**The problem:**
Rewrite every line of the records below as a numbered list, skipping blank lines. Leave the pictures out of your answer.

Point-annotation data

○ ○ ○ ○ ○

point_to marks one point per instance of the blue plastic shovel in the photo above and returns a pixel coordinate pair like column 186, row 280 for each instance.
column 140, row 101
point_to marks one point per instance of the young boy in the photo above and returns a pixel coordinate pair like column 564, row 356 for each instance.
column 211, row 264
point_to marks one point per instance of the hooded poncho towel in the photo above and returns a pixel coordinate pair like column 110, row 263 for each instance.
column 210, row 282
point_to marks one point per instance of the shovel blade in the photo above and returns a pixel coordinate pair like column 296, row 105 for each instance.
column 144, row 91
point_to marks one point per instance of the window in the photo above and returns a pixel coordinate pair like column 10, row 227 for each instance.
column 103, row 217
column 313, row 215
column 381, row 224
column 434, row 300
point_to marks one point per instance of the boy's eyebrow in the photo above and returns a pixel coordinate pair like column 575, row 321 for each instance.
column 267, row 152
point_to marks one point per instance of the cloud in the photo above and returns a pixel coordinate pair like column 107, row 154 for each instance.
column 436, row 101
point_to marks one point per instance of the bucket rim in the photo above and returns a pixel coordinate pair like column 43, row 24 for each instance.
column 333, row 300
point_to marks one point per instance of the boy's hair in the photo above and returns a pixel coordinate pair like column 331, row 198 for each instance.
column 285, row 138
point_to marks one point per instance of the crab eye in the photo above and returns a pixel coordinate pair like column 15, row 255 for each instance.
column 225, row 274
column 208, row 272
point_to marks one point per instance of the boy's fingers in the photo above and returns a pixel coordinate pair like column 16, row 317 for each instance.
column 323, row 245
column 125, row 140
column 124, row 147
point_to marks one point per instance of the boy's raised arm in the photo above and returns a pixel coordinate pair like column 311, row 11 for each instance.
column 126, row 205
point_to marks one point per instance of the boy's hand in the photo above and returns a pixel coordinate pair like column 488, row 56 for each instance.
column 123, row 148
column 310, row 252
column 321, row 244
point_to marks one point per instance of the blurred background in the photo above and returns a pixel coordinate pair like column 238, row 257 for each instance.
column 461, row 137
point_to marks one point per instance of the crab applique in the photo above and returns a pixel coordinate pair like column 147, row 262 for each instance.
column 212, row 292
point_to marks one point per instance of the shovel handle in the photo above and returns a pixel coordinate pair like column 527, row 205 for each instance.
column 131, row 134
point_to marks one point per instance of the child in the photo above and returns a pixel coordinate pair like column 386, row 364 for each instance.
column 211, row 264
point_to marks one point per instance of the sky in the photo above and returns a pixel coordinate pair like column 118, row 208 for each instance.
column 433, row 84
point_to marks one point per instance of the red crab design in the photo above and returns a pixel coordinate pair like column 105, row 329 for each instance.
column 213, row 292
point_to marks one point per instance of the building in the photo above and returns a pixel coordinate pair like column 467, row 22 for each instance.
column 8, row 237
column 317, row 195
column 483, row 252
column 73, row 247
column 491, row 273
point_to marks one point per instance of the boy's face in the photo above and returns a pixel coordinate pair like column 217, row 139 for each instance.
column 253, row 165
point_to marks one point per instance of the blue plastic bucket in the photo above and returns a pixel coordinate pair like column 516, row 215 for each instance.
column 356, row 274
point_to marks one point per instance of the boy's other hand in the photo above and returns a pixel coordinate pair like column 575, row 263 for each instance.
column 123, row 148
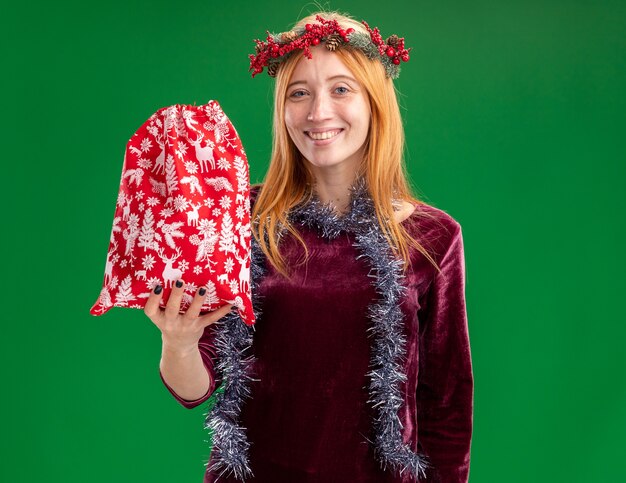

○ ○ ○ ○ ○

**Reply:**
1. point_to marks one point per instance of the blue plastic shovel in the photo above and returns a pixel coordinate pair like column 186, row 280 for each instance.
2. column 140, row 101
3. point_to marks one point per instance of the young boy in the photo above and returns a pixel coordinate pair like column 564, row 356 for each instance.
4. column 211, row 264
5. point_to marks one point per instance of the hooded poncho towel in the photo above and returns a pixel coordinate pair like column 110, row 263 for each instance.
6. column 210, row 282
7. point_to marks one point per instance of the shovel blade in the photo above and returns a pixel coordinate pair like column 296, row 105 for each instance.
8. column 144, row 91
9. point_to marks one point per instance of the window in the photo above and returns a pixel coordinate pair like column 10, row 227 for each instance.
10. column 103, row 217
11. column 313, row 215
12. column 381, row 224
13. column 434, row 300
14. point_to marks one point per instance of the boy's eyebrow in the photo above and returns a pixel coordinate pair like column 575, row 321 for each instance.
15. column 267, row 152
16. point_to marks one point per instance of the cloud in the photo above and returns a pixel coordinate pair like column 107, row 154 for each instance.
17. column 436, row 101
18. point_to marks one point per instance of the bucket rim in the photo above and returns a pixel coordinate pair like column 43, row 24 for each instance.
19. column 333, row 300
20. point_to marks one point per instance of the boy's hair in the photo above and returns a pixel coordinate pair like column 331, row 198 for each instance.
21. column 285, row 138
22. point_to marks one point per instance of the crab eye in the photo above and returns a pixel coordinate pair like column 15, row 255 for each instance.
23. column 225, row 274
24. column 208, row 272
25. point_to marks one point per instance of the boy's fingers in the photo above and returns a pixel coordinate pair like column 16, row 317 for each instance.
26. column 323, row 245
27. column 125, row 140
28. column 124, row 147
29. point_to marks one point per instance of the boy's raised arm in the photo above and returns a pixel coordinate pair like column 311, row 11 for each instance.
30. column 126, row 205
31. point_to marks one point per instance of the boy's hand in the photo above and returns a pixel coordinate pair like column 488, row 56 for each instance.
32. column 123, row 148
33. column 310, row 252
34. column 321, row 244
35. point_to marks one point per instance of the blurred background in the photo above and returns a pixel coordinate pair like column 238, row 257 for each instance.
36. column 461, row 137
37. point_to marks one point per instance of the crab applique in the photo above and returns a pixel coordinate pair like column 147, row 262 for each instance.
38. column 212, row 292
39. point_to marks one point per instance of the shovel handle in the photo above and returns a pixel coordinate pair like column 527, row 205 for each instance.
40. column 131, row 134
41. point_to marks one point per instance of the child in the photo above and returns a pixel coordinate pair like column 386, row 364 for each instance.
42. column 211, row 264
43. point_to marks one point per instance of the sky in the photo above and returns a pixel coordinate pair like column 118, row 208 for each instance.
44. column 433, row 84
45. point_to marks one point per instance of the red crab design in the photo above and returns a pixel coordinate pair like column 105, row 329 for each instance.
46. column 213, row 292
47. point_to marks one point per instance of the building in the photo above and returns a pixel coordinate pair like column 467, row 22 for each instance.
48. column 8, row 237
49. column 317, row 195
50. column 483, row 252
51. column 73, row 247
52. column 491, row 273
53. point_to marks one point per instance of the boy's face in the photo above and returns a pixel coordinate pair like column 217, row 139 for each instance.
54. column 253, row 165
55. point_to marks one point per instance of the blue plastic bucket in the photo above and returns a pixel coordinate pair like column 516, row 215 for each instance.
56. column 356, row 274
57. point_to marks one point per instance of the boy's other hand in the photo above and returns a pixel coordinate pair like column 575, row 263 for each instance.
58. column 123, row 148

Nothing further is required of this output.